The fuel assembly design loads for shipping have been established at 4 g axial and 6 g lateral. Accelerometers are permanently placed in the shipping cask to monitor and detect fuel assembly accelerations that would exceed the criteria. Experience indicates that loads that exceed the allowable limits rarely occur. Exceeding the limits requires reinspection of the fuel assembly for damage. Tests on various fuel assembly components, such as the grid assembly, sleeves, inserts, and structure joints, have been performed to confirm that the shipping design limits do not result in impairment of fuel assembly function. Seismic analysis methodology of the fuel assembly is presented in WCAP-8236 (Reference 17), WCAP-9401-P-A (Reference 18), and WCAP-10444-P-A (Reference 11).

To demonstrate that the fuel assemblies will maintain a geometry that is capable of being cooled under the worst-case accident Condition IV event, a plant specific or bounding seismic analysis is performed.

The fuel assembly response resulting from safe shutdown earthquake condition is analyzed using time-history numerical techniques. The vessel motion for this type of event primarily causes lateral loads on the reactor core. Consequently, the methodology and analytical procedures as described in WCAP-8236 (Reference 17) and WCAP-9401-P-A (Reference 18) are used to assess the fuel assembly deflections and impact forces.

Entries excerpted from a collection:
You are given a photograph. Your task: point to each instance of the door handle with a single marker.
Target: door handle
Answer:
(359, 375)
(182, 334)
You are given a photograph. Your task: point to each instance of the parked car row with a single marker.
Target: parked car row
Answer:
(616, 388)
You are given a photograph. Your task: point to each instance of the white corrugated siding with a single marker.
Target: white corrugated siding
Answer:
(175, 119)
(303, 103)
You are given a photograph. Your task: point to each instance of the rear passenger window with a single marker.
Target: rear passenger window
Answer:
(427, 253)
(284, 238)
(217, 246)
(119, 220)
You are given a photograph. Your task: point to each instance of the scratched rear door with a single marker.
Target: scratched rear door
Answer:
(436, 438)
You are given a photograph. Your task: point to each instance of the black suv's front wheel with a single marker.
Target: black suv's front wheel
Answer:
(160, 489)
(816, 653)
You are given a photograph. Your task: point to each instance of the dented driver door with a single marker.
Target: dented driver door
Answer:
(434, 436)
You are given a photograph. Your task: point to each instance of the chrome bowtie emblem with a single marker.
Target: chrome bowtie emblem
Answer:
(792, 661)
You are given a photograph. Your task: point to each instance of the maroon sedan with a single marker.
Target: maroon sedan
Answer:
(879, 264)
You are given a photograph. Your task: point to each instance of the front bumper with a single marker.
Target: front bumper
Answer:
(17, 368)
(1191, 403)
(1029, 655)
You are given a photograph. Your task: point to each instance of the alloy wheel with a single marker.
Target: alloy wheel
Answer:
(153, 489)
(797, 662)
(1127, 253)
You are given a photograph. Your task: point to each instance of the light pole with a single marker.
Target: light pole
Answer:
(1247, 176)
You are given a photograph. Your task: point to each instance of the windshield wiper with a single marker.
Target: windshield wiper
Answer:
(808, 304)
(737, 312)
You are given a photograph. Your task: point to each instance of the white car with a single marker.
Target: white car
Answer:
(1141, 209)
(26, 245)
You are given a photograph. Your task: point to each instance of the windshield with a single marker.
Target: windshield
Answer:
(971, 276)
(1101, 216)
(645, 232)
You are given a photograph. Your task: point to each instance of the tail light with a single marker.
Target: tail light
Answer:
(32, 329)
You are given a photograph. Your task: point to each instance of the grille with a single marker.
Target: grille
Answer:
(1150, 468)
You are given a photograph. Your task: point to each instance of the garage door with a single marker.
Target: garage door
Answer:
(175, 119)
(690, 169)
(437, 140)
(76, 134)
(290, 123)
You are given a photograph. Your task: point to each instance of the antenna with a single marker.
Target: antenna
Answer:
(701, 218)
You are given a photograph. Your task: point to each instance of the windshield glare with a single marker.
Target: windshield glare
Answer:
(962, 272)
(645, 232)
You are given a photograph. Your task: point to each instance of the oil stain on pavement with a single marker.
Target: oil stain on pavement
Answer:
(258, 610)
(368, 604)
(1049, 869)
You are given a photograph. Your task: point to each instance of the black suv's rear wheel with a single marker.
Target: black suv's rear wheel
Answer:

→ Tasks to complete
- 1) Based on the fuel assembly passage, decide whether each statement agrees with it, answering yes or no and quoting the words that settle it: (a) The shipping design loads were set at 6 g axial and 4 g lateral. (b) Loads beyond the allowable limits mean the fuel assembly must be reinspected for damage. (c) During a safe shutdown earthquake, vessel motion mainly produces vertical loads on the reactor core.
- 2) Swap "Target" for "Item" in the entries, from the line containing "garage door with a single marker." through the end of the entries, keeping all else unchanged, and return only those lines.

→ Answers to the tasks
- 1)
(a) No: "The fuel assembly design loads for shipping have been established at 4 g axial and 6 g lateral."
(b) Yes: "Exceeding the limits requires reinspection of the fuel assembly for damage."
(c) No: "The vessel motion for this type of event primarily causes lateral loads on the reactor core."

- 2)
You are given a photograph. Your task: point to each instance of the garage door with a single marker.
Item: garage door
Answer:
(175, 119)
(690, 169)
(437, 140)
(76, 134)
(290, 123)
You are given a photograph. Your task: point to each instance of the antenna with a single marker.
Item: antenna
Answer:
(701, 218)
You are given a photograph. Your task: point to each instance of the windshield glare with a single marker.
Item: windshield glare
Answer:
(962, 272)
(645, 232)
You are given a photograph. Your task: point to each instance of the oil stain on pavement with a single marker.
Item: oil stain on pavement
Answer:
(258, 610)
(368, 604)
(1049, 869)
You are given a photograph. Your task: point to each instance of the black suv's rear wheel with a single marker.
Item: black suv's rear wheel
Answer:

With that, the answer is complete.